*課題*. YouTubeの動画ばかり見て過ごした冬を振り返る文章を、最後の文の後から書き継ぐこと。

*本文*.
----
私のとある1年
毎日、毎日YouTubeの動画をひたすら見ていた。
仕事には遅刻もせずズル休みもせずに行ってはいたが、まぁ、とにかく仕事から帰ったら最低限の家事をこなし、あとはただひたすらコーヒーか温かい飲み物を片手に、時々紫煙を燻らせながらずっとMacBook Proの画面に貼り付いて延々と動画を見る毎日。
寒いのが苦手だから、冬場は大抵こんなもんだ。
家から一歩も出ずにインドア娯楽に楽しみを見出し、ひたすら冬が過ぎ去り暖かな日差しが戻ってくることを願うしかない。
それにしても、今年の冬はその度が過ぎた。
まず、NetflixやAmazonプライムの映画やドラマがつまらなく感じて見れなくなった。
以前は海外ドラマ、映画などを字幕で、たまにはその字幕さえ英語字幕に切り替えて原語のまま見るのが好きだったのに、それが5分と続けられなくなった。頭がオーバーヒートしたように、英語の発音やアルファベットの並びの字幕に疲れてしまうのだ。
吹き替えに切り替えたら切り替えたで、今度は理解できる言語の入力がオーバーフローを起こしたようになって、その気持ち悪さに我慢できず10分もじっとしていられない。
邦画は元から展開の怠さにイライラするから見ない。
お笑いやエンターティメントなんて論外だ。あたしゃ松本何某も最近の吉本の人気漫才師も嫌いだった。
----
*エントリ一覧*.
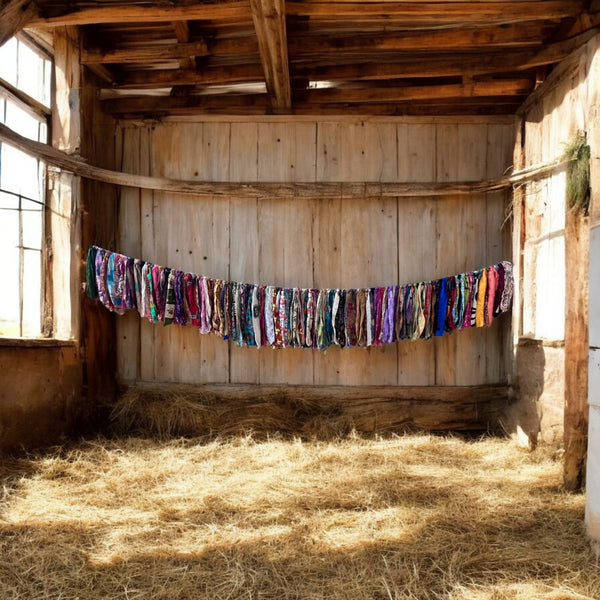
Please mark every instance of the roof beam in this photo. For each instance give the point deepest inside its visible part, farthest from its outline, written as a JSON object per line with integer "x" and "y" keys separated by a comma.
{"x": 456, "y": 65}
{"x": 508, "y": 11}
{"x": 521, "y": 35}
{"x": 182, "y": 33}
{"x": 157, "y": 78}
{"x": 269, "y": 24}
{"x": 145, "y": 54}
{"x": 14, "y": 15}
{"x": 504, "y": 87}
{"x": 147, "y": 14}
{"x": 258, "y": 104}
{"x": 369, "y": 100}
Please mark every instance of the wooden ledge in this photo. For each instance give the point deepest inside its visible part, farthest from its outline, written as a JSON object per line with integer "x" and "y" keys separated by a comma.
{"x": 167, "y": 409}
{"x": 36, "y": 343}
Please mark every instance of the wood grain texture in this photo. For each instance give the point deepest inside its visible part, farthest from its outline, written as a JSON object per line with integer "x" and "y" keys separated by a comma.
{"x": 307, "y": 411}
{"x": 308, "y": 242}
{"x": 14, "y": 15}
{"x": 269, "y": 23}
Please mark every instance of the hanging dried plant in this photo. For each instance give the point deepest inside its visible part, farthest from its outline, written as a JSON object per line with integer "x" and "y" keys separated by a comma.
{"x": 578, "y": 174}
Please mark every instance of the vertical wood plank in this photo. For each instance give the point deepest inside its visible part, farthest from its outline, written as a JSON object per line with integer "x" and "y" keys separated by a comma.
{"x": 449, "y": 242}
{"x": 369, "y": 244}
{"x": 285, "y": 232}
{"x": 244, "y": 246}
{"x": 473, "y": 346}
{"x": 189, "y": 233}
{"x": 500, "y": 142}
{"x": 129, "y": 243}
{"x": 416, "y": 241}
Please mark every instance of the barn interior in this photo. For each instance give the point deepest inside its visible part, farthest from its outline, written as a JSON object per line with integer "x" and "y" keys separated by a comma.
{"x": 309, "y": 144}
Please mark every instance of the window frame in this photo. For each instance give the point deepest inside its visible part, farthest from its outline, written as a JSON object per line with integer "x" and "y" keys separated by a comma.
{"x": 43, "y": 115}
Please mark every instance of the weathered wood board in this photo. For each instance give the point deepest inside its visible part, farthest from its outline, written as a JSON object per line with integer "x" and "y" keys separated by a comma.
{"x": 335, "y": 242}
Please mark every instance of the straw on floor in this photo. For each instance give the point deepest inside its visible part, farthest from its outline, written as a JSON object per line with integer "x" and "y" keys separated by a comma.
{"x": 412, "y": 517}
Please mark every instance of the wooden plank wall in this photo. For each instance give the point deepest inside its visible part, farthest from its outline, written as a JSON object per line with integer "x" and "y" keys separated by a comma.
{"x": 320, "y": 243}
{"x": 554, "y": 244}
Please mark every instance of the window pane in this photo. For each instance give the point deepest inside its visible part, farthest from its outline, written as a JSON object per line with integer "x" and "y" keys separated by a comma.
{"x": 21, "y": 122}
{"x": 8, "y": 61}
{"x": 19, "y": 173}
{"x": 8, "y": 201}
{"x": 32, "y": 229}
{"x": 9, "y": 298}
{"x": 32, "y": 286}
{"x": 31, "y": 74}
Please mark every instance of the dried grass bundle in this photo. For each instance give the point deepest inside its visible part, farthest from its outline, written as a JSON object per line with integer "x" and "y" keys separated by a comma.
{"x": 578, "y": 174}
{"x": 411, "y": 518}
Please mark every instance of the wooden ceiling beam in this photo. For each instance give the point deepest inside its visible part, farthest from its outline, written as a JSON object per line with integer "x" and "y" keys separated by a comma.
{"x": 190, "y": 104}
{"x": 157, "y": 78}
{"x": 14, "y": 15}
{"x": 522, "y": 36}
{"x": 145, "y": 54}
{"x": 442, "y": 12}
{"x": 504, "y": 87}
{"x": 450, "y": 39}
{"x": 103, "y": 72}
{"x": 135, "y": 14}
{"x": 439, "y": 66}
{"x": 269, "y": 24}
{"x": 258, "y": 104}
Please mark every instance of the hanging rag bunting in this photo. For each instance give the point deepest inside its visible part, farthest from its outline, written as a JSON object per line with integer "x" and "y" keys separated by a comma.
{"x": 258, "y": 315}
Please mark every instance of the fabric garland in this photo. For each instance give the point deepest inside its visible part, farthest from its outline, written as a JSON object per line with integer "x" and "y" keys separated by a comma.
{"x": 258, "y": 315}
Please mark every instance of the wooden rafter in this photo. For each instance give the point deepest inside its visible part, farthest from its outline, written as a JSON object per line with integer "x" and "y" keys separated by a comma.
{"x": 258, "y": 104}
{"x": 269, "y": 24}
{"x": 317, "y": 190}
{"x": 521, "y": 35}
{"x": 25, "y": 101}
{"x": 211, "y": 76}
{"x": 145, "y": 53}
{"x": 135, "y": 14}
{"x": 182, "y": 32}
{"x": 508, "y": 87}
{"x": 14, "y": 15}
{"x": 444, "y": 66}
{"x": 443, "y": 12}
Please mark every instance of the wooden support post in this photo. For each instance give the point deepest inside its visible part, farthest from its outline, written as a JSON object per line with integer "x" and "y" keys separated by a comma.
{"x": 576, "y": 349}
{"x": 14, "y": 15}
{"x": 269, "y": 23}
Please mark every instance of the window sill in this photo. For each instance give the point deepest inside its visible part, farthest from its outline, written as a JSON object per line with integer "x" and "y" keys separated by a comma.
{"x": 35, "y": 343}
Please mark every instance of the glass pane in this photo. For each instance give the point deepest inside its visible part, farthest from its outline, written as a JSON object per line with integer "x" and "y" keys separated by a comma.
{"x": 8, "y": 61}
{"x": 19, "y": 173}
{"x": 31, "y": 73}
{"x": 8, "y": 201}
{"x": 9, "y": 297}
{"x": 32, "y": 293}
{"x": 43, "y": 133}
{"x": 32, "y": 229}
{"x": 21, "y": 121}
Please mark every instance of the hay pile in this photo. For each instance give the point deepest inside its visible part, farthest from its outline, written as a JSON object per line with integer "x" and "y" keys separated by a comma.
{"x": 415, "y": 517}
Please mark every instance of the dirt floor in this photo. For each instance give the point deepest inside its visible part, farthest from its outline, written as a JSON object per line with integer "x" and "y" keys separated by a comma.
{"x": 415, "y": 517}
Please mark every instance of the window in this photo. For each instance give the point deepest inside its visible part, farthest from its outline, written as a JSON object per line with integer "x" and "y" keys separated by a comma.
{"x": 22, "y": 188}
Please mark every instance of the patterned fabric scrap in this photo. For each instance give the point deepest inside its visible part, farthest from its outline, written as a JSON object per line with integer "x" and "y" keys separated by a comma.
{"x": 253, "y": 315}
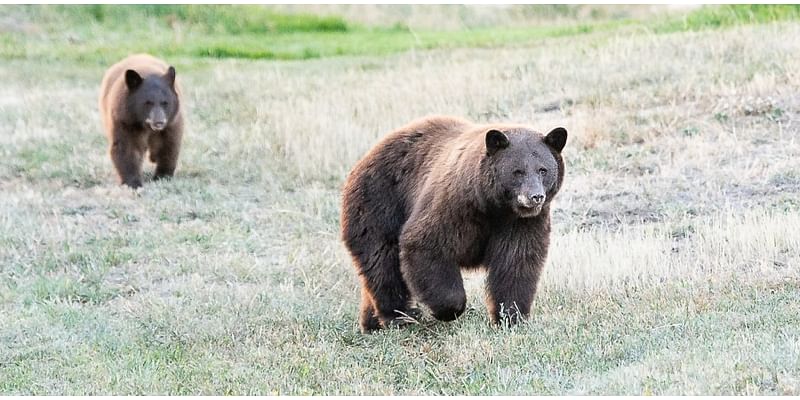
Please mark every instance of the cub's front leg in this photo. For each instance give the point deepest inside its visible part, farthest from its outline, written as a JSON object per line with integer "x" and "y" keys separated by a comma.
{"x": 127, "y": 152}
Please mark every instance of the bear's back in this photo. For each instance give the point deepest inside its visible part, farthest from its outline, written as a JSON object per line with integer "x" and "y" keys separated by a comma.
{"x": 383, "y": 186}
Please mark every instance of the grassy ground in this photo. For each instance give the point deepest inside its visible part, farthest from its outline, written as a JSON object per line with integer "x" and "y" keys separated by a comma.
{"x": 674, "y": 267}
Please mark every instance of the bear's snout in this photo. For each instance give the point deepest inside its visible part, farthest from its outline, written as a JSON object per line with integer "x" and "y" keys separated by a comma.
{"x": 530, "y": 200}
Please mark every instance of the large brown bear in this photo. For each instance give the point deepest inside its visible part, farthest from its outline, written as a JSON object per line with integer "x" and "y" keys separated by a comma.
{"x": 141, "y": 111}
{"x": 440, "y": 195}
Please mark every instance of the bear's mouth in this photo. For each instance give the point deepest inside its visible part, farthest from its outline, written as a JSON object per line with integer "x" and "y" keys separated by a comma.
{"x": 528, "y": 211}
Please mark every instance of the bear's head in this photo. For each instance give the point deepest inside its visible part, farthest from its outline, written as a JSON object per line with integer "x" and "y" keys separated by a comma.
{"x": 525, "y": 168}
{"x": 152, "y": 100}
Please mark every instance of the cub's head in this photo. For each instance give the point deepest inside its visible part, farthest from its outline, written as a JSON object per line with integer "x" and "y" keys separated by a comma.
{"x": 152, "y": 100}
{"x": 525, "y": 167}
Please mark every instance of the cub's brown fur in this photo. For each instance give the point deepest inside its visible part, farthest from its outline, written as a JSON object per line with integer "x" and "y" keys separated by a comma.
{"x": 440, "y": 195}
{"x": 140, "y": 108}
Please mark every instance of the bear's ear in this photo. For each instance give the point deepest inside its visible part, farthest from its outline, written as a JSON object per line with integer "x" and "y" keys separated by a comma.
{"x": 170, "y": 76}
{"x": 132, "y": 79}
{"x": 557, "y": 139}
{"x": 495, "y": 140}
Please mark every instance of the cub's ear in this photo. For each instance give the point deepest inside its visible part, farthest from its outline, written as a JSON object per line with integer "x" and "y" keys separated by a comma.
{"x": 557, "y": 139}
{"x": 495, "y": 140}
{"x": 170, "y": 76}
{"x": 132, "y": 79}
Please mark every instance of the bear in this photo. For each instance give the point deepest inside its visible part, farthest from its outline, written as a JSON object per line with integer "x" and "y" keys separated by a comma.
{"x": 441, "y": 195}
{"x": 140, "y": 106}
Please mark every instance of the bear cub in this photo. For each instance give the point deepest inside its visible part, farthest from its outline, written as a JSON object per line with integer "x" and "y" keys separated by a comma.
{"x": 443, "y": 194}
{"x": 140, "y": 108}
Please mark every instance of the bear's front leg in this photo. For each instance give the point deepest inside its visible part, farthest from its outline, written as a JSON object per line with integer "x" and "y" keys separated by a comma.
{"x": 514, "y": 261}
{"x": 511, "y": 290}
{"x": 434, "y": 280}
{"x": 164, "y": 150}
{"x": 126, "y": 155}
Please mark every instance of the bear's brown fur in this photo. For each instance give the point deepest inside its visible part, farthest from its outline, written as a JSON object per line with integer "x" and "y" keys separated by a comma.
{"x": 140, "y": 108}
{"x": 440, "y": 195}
----
*回答*.
そんなくだらない低俗なことやっててよく人気が出るもんだと呆れていた。
スポーツはプロ野球もプロサッカーも敵でしかない。
あいつらは、毎週楽しみにしていたドラマの放送を遅らせたり飛ばしたりする憎い奴らだ。
積年の恨みが今だに尾を引いていて、家にTVがなくなってから十年以上も経つというのに、楽しみにしているドラマなどもう無いというのに、中継を見るたびに憎しみが湧いてくるのだからしょうがない。
こうなるとネット配信で見るものがなくなってしまった。
他に何か、たとえばついつい溜め込みがちになる文具や毛糸、端切れなんかを整理したり、はたまたそれを活用して何かを作ってみたりすればいいのかもしれないが、創作活動に没頭するほど精神の集中が続かない。
能動的に何かするということが億劫になっていて、日々の夕食も手抜きの煮込みや惣菜を買ってきてチンして並べることが多くなっていた。
でも、なにかしなければ時間を持て余す。
息子氏が仕事から戻って来れば、今日あったことを話したり、誰かの噂話をしてみたり、息子氏が今おすすめの漫画なんかを持ってきてくれたりして楽しく過ごせるのだけれど、昼間はいかんせん、一人の時間が長すぎる。
そうしてたどり着いたのがYouTubeの毛抜き・角栓抜き動画だ。
超汚い絨毯を洗うだけの動画やマイクロスコープ撮影の耳かき動画、大きな木の塊を回転させて切り出し器を作る動画にもハマった。
視覚と聴覚からの情報量が単調で少ない。これは映画やドラマを10分と見ていられない頭に丁度いいのだ。
どこに山場がある訳でもなく延々と同じ動作が続けられ、いつ目を離しても構わない。いつ見るのをやめても構わない。
家事に疲れたら見る。見るのに疲れたらちょっと家事をする。
そんなペースで1月、2月の寒い時期をなんとか乗り切った。
3月になって外に明るい日差しが戻ってきても、そのペースは変わらなかった。
4月になって、昨年から始めた三線の会からお花見宴会お誘いのLINEが入ってきた。
と言っても、三線もおおよそ4ヶ月ほど触っていない。練習用の缶から三線のカラクイが折れてしまってそのままになっているからだ。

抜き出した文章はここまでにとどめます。